**Information**.
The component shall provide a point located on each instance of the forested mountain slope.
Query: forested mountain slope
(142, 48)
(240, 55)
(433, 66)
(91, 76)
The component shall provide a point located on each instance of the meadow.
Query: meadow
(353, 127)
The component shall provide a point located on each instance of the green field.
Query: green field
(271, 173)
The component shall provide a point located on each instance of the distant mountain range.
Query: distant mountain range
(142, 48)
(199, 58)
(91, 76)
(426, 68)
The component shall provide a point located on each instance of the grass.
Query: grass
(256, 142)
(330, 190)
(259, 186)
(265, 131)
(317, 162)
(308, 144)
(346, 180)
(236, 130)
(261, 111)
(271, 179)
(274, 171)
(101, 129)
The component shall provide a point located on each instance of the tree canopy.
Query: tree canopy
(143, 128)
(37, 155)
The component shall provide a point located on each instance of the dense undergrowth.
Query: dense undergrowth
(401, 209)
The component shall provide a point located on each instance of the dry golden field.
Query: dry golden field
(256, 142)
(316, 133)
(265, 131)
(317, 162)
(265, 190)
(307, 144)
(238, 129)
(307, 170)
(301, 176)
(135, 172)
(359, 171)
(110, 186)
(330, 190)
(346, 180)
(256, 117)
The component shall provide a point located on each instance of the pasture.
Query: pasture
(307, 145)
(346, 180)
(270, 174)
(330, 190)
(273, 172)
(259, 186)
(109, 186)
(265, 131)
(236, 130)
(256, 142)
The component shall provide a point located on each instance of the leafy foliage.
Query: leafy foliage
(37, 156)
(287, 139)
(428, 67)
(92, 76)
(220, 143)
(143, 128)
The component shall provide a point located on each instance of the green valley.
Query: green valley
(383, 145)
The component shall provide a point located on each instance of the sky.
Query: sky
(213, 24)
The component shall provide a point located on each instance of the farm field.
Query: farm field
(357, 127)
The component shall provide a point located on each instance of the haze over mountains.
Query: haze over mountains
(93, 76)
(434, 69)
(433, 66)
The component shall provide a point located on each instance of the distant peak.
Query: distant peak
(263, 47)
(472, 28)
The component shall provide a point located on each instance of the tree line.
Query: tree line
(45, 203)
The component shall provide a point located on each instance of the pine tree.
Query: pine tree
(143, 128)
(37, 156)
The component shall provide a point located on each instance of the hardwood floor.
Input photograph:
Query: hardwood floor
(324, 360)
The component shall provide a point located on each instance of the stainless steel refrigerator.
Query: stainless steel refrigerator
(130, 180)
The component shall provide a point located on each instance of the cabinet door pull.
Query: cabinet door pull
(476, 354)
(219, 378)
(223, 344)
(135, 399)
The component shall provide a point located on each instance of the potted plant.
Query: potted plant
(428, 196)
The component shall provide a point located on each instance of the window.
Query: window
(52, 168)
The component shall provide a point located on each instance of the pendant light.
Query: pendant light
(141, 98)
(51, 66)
* * *
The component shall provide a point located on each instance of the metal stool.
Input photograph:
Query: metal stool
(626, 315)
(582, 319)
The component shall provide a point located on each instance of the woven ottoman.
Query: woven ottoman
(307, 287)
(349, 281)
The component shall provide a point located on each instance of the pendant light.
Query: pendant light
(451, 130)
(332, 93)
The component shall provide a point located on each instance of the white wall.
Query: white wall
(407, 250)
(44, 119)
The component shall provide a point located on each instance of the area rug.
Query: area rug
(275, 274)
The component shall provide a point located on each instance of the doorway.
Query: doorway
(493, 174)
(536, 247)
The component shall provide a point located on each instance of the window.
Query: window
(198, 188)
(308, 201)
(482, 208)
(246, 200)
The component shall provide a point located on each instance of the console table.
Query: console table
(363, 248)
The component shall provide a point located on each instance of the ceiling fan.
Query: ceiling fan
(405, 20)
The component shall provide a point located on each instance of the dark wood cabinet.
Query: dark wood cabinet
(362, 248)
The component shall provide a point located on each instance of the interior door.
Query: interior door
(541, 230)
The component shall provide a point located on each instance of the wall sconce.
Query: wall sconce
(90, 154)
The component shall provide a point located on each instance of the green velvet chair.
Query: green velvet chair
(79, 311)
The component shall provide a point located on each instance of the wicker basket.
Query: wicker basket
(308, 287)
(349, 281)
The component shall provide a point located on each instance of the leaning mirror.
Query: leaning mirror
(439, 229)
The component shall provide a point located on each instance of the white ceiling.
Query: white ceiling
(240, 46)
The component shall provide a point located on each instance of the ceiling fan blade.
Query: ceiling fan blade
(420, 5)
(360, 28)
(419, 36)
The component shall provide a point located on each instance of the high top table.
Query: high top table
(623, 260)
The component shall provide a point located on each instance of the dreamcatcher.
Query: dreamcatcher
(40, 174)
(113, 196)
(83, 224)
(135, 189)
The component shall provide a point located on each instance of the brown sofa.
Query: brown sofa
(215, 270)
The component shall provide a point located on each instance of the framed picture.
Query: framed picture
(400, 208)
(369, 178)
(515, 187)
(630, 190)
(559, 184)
==
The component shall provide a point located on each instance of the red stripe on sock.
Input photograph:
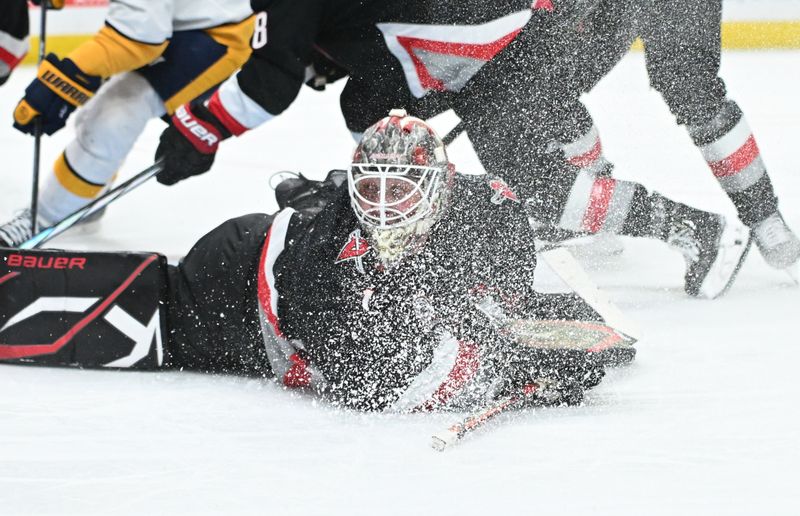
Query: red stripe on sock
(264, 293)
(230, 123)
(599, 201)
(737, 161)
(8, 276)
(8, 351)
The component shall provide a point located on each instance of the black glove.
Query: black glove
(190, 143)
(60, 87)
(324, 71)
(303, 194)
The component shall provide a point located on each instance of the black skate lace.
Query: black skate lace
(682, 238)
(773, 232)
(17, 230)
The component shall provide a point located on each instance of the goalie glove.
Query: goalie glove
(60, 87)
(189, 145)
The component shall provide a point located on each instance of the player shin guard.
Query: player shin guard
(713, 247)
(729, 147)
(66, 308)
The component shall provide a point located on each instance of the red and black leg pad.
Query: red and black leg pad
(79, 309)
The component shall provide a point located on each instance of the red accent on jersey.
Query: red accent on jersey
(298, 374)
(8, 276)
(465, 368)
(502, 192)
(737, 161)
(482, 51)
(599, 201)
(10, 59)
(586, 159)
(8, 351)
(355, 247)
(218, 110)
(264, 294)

**Work to complete**. One stretch of the lines above is wanted, from the line that contains "forested mountain slope." through the line that contains "distant mountain range.". Output it exactly.

**Solution for this problem**.
The component shall provide a point located on each instance of the forested mountain slope.
Query: forested mountain slope
(142, 48)
(240, 55)
(433, 66)
(91, 76)
The component shall provide a point located on each instance of the meadow.
Query: meadow
(353, 127)
The component shall provide a point located on each instance of the green field.
Query: green field
(271, 173)
The component shall provide a point located on each instance of the distant mountain range.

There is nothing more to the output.